### Goal of the exercise
Convert every record below into a two-column CSV with the headers command and result. Give one row per record, with the record's text under command and its answer under result, each in a single quoted field with line breaks replaced by spaces.
· · · · ·
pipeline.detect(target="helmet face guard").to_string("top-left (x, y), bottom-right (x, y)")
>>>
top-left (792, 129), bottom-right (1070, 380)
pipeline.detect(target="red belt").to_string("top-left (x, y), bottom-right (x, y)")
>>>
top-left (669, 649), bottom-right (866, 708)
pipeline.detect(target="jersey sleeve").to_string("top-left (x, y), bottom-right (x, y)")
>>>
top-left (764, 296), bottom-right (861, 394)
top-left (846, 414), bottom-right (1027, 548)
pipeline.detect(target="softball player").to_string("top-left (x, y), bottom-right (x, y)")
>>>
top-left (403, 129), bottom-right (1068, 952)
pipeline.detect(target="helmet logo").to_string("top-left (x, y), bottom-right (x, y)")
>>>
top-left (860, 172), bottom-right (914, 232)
· · · · ·
### Final result
command,result
"pipeline.detect(target=""helmet face guard"").to_string(""top-left (x, y), bottom-right (x, y)"") >>>","top-left (792, 129), bottom-right (1070, 380)"
"pipeline.detect(target=""red belt"").to_string(""top-left (x, y), bottom-right (x, y)"") >>>","top-left (669, 649), bottom-right (866, 708)"
"pipeline.detect(target=""jersey sleeve"").to_string(""top-left (x, y), bottom-right (x, y)"") >>>","top-left (764, 296), bottom-right (861, 394) top-left (846, 414), bottom-right (1027, 548)"
"pipeline.detect(target=""softball player"").to_string(""top-left (x, y), bottom-right (x, y)"") >>>","top-left (403, 129), bottom-right (1068, 952)"
"pipeline.detect(target=""helmet logo"").to_string(""top-left (x, y), bottom-right (x, y)"") >>>","top-left (860, 172), bottom-right (914, 232)"